::: SELECTED EXTRACT
XX Sean's note -- my MoneyandMarkets.com column for Wednesday is being trimmed a lot because I am too darned windy. I can see my editor's point. However, if you have an interest in history, especially the Dust Bowl and Great Depression, you might like the longer, uncut version. Here you go ...
A huge bull market in commodities suddenly takes a downturn. Equities are getting clobbered. The nation is groaning under insurmountable debts after the banks throw caution to the wind.
It’s an election year, and some people say the market is over-regulated – others that it’s not regulated enough. And weird weather is making headlines – in fact, some people think the weather could herald the beginning of the end.
It may sound like the U.S. in the 21st Century, but it’s also our country on the brink of the Great Depression. It’s a story told in the book “The Worst Hard Time,” by Timothy Egan. I highly recommend this National Book Award winner to you. It is a fascinating glimpse of a time that has vanished from all but the longest memories. And it offers great insights into today’s markets and economic climate.
Does that mean I think that America is on the slippery slope of a Depression? No, there are differences, too. But the similarities make for great lessons that can help all of us today.
A Shot at the American Dream
Egan’s story starts in the last free land in America – the Oklahoma panhandle. After the original (native) inhabitants were chased off, settlers could stake out up to 640 acres and take their shot at the American dream.
::::::
::: COLLECTED MATERIAL
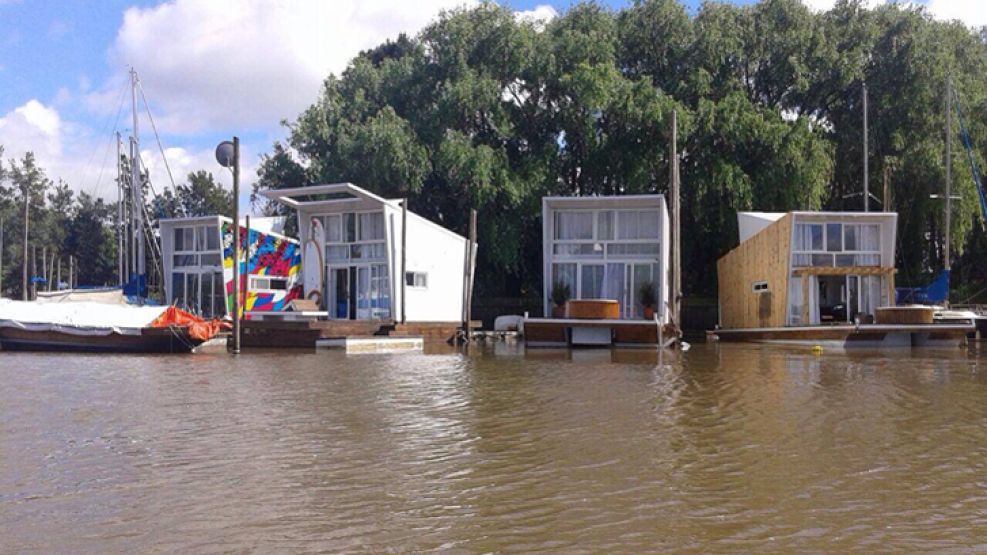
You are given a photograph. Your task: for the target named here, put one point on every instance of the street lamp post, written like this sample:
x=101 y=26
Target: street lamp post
x=228 y=156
::::::
● EXERCISE INSTRUCTIONS:
a - Rewrite the part of the Dust Bowl column between "A huge bull" and "and economic climate.", inclusive, swapping "commodities" for "raw materials".
b - Keep writing the Dust Bowl column from the point where it stops.

● ANSWER SET:
a -
A huge bull market in raw materials suddenly takes a downturn. Equities are getting clobbered. The nation is groaning under insurmountable debts after the banks throw caution to the wind.
It’s an election year, and some people say the market is over-regulated – others that it’s not regulated enough. And weird weather is making headlines – in fact, some people think the weather could herald the beginning of the end.
It may sound like the U.S. in the 21st Century, but it’s also our country on the brink of the Great Depression. It’s a story told in the book “The Worst Hard Time,” by Timothy Egan. I highly recommend this National Book Award winner to you. It is a fascinating glimpse of a time that has vanished from all but the longest memories. And it offers great insights into today’s markets and economic climate.

b -
That part of the country – including surrounding areas of Texas, Colorado and Kansas – was marginally farmable land that marketers palmed off on unsuspecting new arrivals, the kind of folks who believed in tomorrow because it was all they had in the bank. As Egan explains …
“Hope died the first time people laid eyes on Boise City, Oklahoma. It was founded on fraud. Even the name itself was a lie … from the French word le bois – trees. Except there was not a single tree in Boise city. Nor was there a city. On Boise City’s imaginary streets, the buyers found stakes in the ground and flags flapping in the wind. No railroads. No tracks. No plans for railroads. No fine houses. No businesses. Worst of all, the company did not even own the land that it sold.”
Despite this inauspicious start, people did scratch a living from the land in Boise City and other towns and hamlets in the panhandle. Home was often a hole dug out of the sod, covered with boards and shared with tarantulas, snakes and so many centipedes that they crunched underfoot.
“The flattest, driest, most wind-raked, least arable part of the United States was transformed by government incentive, private showmanship, and human desire from the Great American Desert into Eden with a haircut. Settlement was a dare, on a grand scale, to see if people could defy common sense.”
But it was a life, and for many, the only home they knew. And for a while it seemed that heaven smiled on this venture – a decade of wet years made farming in the panhandle a breeze.
New technology reshaped the world of the 1920s – for farmers, the ride of choice was the tractor. In the 1830s, it took 58 hours of work to plant and harvest a single acre. By 1930, it took only three hours for the same job. A tractor did the work of 10 horses and took a lot less maintenance.
In their eagerness to reap as much of a profit as they could, the farmers plowed the tough prairie grass under and planted wheat. With the price of wheat at 80 cents a bushel, they reaped profits.
The problem started in 1915, when, with a war in Europe raging, the government guaranteed the price of wheat at $2 a bushel. The person in charge of this program was named Herbert Hoover. You may have heard of him. Thanks to Hoover’s government largesse, soon every idiot who could scratch a stick in the ground was trying to wrest his fortune from prairie soil.
This was no flash-in-the-pan bubble. It lasted 14 years.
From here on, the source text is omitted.